-------- Data provided --------

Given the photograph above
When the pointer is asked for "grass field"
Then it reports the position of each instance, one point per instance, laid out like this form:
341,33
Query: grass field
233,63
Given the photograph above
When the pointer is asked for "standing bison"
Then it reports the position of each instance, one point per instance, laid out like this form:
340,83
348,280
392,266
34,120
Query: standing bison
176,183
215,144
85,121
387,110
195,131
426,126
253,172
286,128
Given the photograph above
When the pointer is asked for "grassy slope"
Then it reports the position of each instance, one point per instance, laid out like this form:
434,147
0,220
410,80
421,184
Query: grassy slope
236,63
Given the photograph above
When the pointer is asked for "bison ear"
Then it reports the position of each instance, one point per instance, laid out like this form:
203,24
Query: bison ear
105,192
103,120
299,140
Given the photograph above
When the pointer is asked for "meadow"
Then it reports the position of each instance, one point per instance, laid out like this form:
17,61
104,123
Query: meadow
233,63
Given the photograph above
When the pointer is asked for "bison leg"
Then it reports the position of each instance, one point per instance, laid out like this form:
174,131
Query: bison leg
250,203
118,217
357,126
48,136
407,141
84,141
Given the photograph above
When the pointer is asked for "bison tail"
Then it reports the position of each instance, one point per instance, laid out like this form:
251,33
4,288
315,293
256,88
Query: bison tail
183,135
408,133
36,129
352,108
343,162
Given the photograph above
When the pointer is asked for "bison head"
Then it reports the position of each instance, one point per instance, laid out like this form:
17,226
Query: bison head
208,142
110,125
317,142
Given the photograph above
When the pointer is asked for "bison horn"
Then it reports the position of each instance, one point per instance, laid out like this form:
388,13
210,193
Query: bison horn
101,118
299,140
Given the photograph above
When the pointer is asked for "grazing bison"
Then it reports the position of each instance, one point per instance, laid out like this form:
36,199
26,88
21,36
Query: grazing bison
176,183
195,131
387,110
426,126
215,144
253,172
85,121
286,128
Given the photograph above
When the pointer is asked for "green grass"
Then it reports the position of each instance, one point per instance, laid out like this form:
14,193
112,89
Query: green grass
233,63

--------

● **Exercise instructions**:
All records should be returned verbatim, none left out.

● **Exercise result**:
Given the photograph above
When the pointer is asked for "grass field"
Then it reports the position of each instance, one point per instance, laid out like this form:
341,33
Query: grass field
233,63
Given the photograph above
When the pointer is asked for "standing bison"
Then it reports the position of each instance, one point per instance, laid out like this form:
340,83
348,280
392,266
34,120
Query: standing bison
176,183
215,144
85,121
387,110
195,131
426,126
253,172
286,128
Given the photograph above
When the pointer is asked for "grassy slope"
Then it reports the position of each instance, one point per instance, laid out like this form:
434,147
0,220
410,80
421,184
Query: grassy slope
236,63
Given the photograph above
When the pointer is asked for "bison ear"
Then it reports the position of each instance, one point per instance, laid out like this form:
203,24
Query: bison ear
105,192
103,120
299,140
Given the photograph above
When the pointer is asked for "meadow"
Then it reports the position of each instance, one point per instance, laid out like this form:
17,61
104,123
Query: meadow
233,63
Given the photograph above
When the pointer is asked for "bison leg"
Then it reports the position of each instance, one point per instance, laid out like this form:
174,131
Query: bison leg
250,203
118,217
357,126
48,136
407,141
84,141
Given the photograph above
When the pointer is asked for "bison tail"
Then it reports the position of each instance, one point per instance, laid out like this form:
251,33
4,288
315,293
256,88
Query: bison tail
183,135
408,133
36,129
352,108
343,162
Given the photograph above
When the pointer is asked for "bison head"
Then it reports the position of each instance, one point per instance, laid out like this form:
17,226
Query: bison head
208,142
110,125
317,142
Given the photograph above
When the pointer is asked for "bison horn"
Then it reports the position of each instance, one point per instance, laid out like this form:
388,13
210,193
Query: bison horn
101,118
299,140
Given the photograph above
When the pointer is asked for "grazing bison"
Then it reports the position of each instance, one point per instance, laid out like this form:
36,199
26,88
21,36
Query: grazing bison
176,183
195,131
387,110
426,126
215,144
253,172
85,121
286,128
Given the photograph above
When the pointer is asked for "green grass"
Then it reports the position of each instance, one point per instance, laid out like this form:
14,193
112,89
Query: green grass
233,63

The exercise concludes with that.